I continue to argue that the Galaxy Note 7 blows any iPhone away in terms of specs and features (which it does), and believe it or not, Samsung has earned the right to price its fanciest phone with a premium tag. I’m not here to argue that $850 is not expensive, but you certainly are getting quite the bang for your buck. If you still have yet to get one, you could even hold off a little longer and probably pick one up once they hit the mid-$700 price range. Like all technology, the price will eventually drop.

Here’s how the full retail and monthly pricing for each major US  carrier is currently stacking up. T-Mobile is selling the device for full retail at $849.99 ($69.99 down and $32.50 for 24 months), while AT&T has it at $880 ($29.34 per month for 30 months or $36.67 for 24 months). For Verizon, the full retail is $864 ($36 per month for 24 months), and Sprint is only offering a payment plan of $35.42 per month for 24 months. The cheapest for full retail is US Cellular at $786. You can also choose between 20, 24 or 30 monthly payments and pay as little as $27.80 per month.

• **RECORDS SHOWN**:
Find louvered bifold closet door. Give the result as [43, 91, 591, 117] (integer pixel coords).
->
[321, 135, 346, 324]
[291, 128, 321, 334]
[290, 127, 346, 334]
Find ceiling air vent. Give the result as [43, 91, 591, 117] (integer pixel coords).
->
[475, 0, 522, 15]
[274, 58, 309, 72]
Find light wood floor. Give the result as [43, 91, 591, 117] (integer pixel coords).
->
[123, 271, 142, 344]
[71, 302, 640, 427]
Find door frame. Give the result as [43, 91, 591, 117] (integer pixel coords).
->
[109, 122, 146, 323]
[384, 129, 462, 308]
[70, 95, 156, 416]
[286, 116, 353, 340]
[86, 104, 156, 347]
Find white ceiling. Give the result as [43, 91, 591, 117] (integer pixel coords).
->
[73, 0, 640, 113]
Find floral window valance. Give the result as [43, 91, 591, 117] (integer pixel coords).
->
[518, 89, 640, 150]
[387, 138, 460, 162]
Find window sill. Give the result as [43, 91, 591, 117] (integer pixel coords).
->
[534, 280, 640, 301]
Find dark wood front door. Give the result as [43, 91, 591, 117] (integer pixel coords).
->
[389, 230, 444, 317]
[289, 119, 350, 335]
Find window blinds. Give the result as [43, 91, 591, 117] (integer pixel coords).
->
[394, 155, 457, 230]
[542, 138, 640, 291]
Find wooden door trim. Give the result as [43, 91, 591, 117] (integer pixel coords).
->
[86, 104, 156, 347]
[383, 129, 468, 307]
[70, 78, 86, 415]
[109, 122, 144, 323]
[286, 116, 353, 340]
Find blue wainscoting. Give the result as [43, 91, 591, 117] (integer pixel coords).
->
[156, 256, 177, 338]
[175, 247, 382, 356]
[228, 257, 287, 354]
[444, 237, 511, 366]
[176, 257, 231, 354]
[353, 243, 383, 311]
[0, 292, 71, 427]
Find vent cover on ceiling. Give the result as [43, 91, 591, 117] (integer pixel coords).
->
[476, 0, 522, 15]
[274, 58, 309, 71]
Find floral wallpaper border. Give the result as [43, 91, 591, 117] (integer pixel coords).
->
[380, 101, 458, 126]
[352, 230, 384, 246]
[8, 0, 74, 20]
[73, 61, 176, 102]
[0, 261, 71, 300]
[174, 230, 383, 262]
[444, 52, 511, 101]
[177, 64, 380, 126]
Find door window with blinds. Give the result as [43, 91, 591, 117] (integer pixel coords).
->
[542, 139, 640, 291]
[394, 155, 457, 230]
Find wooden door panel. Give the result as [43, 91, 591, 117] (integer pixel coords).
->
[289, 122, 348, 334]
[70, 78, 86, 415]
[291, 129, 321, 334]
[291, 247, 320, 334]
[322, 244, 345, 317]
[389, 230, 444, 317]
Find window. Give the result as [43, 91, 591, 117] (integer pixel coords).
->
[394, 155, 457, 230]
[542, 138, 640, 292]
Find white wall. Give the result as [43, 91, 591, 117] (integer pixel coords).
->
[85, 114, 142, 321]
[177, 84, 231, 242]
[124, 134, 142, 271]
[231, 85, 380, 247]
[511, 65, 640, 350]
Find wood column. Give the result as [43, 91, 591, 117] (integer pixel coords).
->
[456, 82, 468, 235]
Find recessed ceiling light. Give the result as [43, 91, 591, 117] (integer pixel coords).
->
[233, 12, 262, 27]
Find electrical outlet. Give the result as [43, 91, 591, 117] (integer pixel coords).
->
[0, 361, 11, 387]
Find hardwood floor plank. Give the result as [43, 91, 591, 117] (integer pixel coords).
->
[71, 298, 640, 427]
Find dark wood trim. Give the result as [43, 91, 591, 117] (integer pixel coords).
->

• **TASKS FOR THIS EXERCISE**:
• a. Duplicate a passage from the Galaxy Note 7 pricing text, beginning at the words "Here’s how the" and stopping after the words "as $27.80 per month.".
• b. Which US carriers does the Galaxy Note 7 pricing text name?

• **ANSWERS TO THE TASKS**:
• a.
Here’s how the full retail and monthly pricing for each major US  carrier is currently stacking up. T-Mobile is selling the device for full retail at $849.99 ($69.99 down and $32.50 for 24 months), while AT&T has it at $880 ($29.34 per month for 30 months or $36.67 for 24 months). For Verizon, the full retail is $864 ($36 per month for 24 months), and Sprint is only offering a payment plan of $35.42 per month for 24 months. The cheapest for full retail is US Cellular at $786. You can also choose between 20, 24 or 30 monthly payments and pay as little as $27.80 per month.

• b. T-Mobile, AT&T, Verizon, Sprint, US Cellular